> **TASK PROMPT**: From the listing below, copy only the lines running from the line that contains "Target: parked motorbike" to the line that contains "banner, writing one line per instance.", both included.

> **MATERIAL PROVIDED**:
• • • •

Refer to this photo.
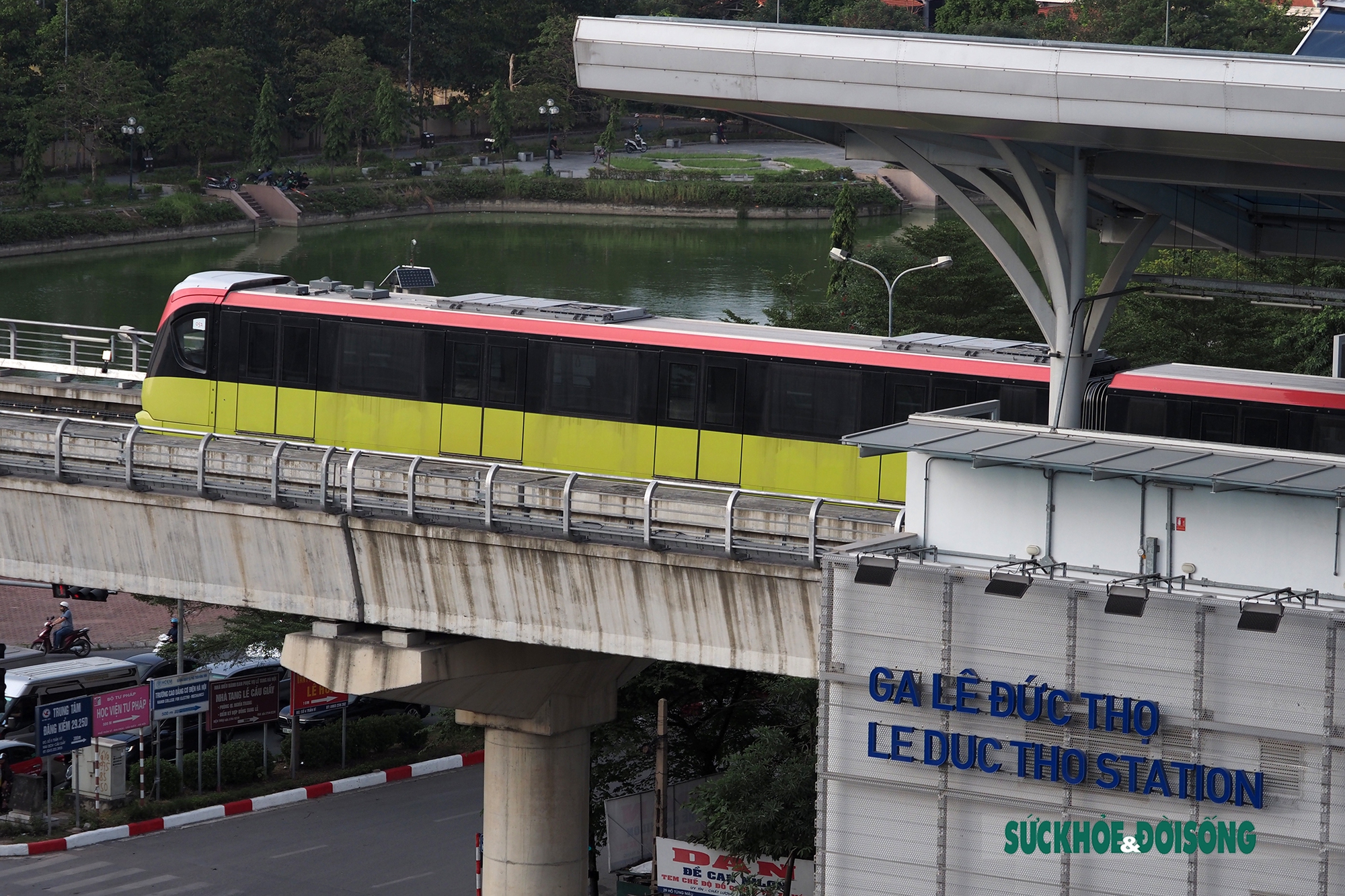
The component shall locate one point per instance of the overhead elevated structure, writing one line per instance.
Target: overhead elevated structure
(1148, 146)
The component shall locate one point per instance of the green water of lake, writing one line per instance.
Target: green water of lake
(691, 268)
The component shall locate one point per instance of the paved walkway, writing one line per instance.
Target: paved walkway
(123, 622)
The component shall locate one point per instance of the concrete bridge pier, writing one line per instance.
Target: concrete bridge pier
(537, 705)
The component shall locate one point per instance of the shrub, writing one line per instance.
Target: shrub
(240, 763)
(170, 780)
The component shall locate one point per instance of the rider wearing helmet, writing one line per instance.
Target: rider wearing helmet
(65, 628)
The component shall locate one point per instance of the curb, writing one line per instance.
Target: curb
(239, 807)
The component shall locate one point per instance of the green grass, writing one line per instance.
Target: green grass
(806, 165)
(629, 163)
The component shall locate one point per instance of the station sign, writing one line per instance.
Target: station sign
(185, 694)
(65, 727)
(120, 710)
(310, 694)
(244, 701)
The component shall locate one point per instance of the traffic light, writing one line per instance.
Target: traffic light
(73, 592)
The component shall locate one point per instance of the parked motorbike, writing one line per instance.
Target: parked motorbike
(228, 182)
(77, 643)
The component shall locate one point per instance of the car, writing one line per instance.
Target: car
(357, 708)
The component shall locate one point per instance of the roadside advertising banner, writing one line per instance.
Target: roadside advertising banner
(244, 701)
(120, 710)
(185, 694)
(65, 727)
(691, 869)
(307, 694)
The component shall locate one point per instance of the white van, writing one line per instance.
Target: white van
(32, 685)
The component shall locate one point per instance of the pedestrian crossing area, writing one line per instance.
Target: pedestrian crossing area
(81, 874)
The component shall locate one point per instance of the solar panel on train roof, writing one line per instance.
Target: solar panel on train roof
(551, 309)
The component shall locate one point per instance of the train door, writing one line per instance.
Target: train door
(720, 450)
(259, 352)
(677, 439)
(502, 416)
(297, 395)
(461, 424)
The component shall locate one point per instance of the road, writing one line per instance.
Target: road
(408, 837)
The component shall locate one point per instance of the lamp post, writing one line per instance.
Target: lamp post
(131, 130)
(843, 256)
(547, 112)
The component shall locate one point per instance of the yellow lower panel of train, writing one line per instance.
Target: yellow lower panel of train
(809, 469)
(588, 446)
(178, 401)
(377, 424)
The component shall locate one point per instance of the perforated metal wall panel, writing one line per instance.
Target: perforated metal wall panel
(1231, 700)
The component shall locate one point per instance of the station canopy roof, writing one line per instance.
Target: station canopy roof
(1241, 151)
(988, 443)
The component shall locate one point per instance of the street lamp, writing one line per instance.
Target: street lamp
(131, 130)
(547, 112)
(843, 256)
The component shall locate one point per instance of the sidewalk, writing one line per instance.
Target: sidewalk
(123, 622)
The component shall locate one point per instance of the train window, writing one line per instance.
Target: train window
(297, 354)
(1147, 416)
(1215, 427)
(189, 339)
(381, 360)
(467, 372)
(1330, 435)
(592, 381)
(1261, 431)
(505, 386)
(683, 391)
(952, 393)
(813, 401)
(722, 396)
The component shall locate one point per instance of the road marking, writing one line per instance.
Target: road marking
(401, 880)
(38, 864)
(98, 880)
(188, 888)
(77, 869)
(151, 881)
(301, 850)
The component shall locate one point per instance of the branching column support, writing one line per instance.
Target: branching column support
(1055, 229)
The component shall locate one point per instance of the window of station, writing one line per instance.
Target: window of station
(189, 337)
(722, 396)
(684, 381)
(379, 360)
(818, 403)
(595, 381)
(466, 372)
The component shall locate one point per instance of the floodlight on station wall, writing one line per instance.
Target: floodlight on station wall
(1008, 584)
(1261, 616)
(1126, 600)
(876, 571)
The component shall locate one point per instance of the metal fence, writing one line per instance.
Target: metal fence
(76, 350)
(652, 513)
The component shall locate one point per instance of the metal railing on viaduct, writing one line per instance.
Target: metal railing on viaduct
(638, 567)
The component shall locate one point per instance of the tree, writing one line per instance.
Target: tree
(392, 108)
(93, 96)
(34, 175)
(843, 237)
(338, 88)
(266, 140)
(205, 103)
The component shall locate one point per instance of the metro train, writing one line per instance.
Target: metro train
(613, 389)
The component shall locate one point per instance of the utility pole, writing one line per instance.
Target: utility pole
(661, 782)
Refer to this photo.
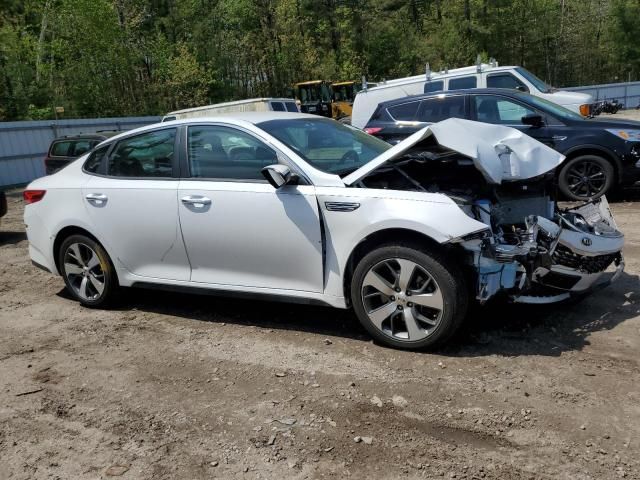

• • • •

> **TASK RESPONSE**:
Target: parked motorbike
(228, 182)
(77, 643)
The component shall locate one point per instance of the car, writing one line per instance.
Target: car
(357, 708)
The component shall locate one point per instance of the roadside advertising banner, writing one line per instance.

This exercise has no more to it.